> _WORK TO COMPLETE_:
Transcribe the full listing below exactly.

-=-=-=-=-

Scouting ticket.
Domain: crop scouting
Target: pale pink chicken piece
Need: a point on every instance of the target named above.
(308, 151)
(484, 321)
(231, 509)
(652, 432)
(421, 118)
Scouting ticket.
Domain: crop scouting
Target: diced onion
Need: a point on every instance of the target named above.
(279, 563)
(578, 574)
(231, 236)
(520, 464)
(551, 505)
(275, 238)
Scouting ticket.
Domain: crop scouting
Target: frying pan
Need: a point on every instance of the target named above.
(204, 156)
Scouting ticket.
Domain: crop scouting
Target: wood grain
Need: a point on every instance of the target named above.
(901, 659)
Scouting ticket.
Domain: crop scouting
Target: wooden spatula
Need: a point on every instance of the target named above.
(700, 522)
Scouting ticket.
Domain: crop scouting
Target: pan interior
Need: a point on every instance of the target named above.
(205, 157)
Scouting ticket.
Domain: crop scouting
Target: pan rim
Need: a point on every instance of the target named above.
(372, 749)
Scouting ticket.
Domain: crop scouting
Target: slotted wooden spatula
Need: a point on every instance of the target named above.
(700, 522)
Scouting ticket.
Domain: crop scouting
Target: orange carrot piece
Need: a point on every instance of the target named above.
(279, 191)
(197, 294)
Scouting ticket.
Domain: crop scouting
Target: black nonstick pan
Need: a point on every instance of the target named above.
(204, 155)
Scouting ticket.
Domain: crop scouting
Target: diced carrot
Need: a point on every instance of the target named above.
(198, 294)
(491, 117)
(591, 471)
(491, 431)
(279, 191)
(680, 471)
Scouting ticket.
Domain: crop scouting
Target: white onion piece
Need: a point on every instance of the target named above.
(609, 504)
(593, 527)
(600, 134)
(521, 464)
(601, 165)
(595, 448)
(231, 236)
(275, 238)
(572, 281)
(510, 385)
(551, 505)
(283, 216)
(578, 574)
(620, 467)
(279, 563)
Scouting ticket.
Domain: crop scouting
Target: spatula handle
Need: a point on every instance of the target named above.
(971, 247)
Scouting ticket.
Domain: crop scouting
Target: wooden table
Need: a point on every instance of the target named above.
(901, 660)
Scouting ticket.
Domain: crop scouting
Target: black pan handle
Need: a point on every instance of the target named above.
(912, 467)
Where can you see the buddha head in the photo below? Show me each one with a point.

-=-=-=-=-

> _THE OUTPUT_:
Scouting ticket.
Domain: crop scouting
Target: pale pink chicken piece
Need: a point on every instance of the target named above.
(308, 151)
(484, 321)
(231, 509)
(652, 432)
(421, 118)
Scouting ticket.
Domain: crop scouting
Target: diced onion
Need: a point on every instance of the target named above.
(279, 563)
(578, 574)
(231, 236)
(520, 464)
(551, 505)
(275, 238)
Scouting ticket.
Domain: crop scouting
Target: frying pan
Need: a point on every instance of the target named above.
(204, 156)
Scouting ticket.
Domain: crop scouting
Target: wood grain
Need: a point on every instance of the target named above.
(901, 659)
Scouting ticket.
Domain: crop scouting
Target: wooden spatula
Need: a point on every instance of the target named above.
(700, 522)
Scouting ticket.
Domain: crop scouting
Target: pan interior
Need: a point on every instance of the target named above.
(205, 157)
Scouting ticket.
Domain: crop scouting
Target: pan rim
Need: a point on every instance of the target named above.
(372, 749)
Scouting ticket.
Domain: crop scouting
Target: slotted wooden spatula
Need: a point on every instance of the target named above.
(700, 522)
Scouting ticket.
Domain: crop scouting
Target: orange carrot piece
Need: a point on every instance of the target named above.
(279, 191)
(197, 294)
Scouting ticket.
Domain: crop scouting
Target: black nonstick pan
Need: a point on every instance of the target named above.
(204, 155)
Scouting ticket.
Domain: crop scouting
Target: diced carrot
Need: a point on every instance of the target named above.
(198, 294)
(491, 117)
(591, 471)
(491, 431)
(279, 191)
(680, 471)
Scouting ticket.
Domain: crop scouting
Target: white onion piece
Need: a point on every instance of the target named above.
(609, 504)
(593, 527)
(600, 134)
(521, 464)
(601, 165)
(595, 448)
(231, 236)
(275, 238)
(572, 281)
(510, 385)
(551, 505)
(283, 216)
(578, 574)
(620, 467)
(279, 563)
Scouting ticket.
Domain: crop scouting
Target: spatula handle
Need: a point on every instance of the target named above.
(971, 247)
Scouting ticket.
Domain: crop scouting
Target: wooden table
Need: a point on every instance of the target named above.
(901, 660)
Scouting ticket.
Domain: crop scouting
Target: black pan handle
Need: a point on every instance of the target named above.
(912, 467)
Where can you see the buddha head in the photo below? Show me each one with a point.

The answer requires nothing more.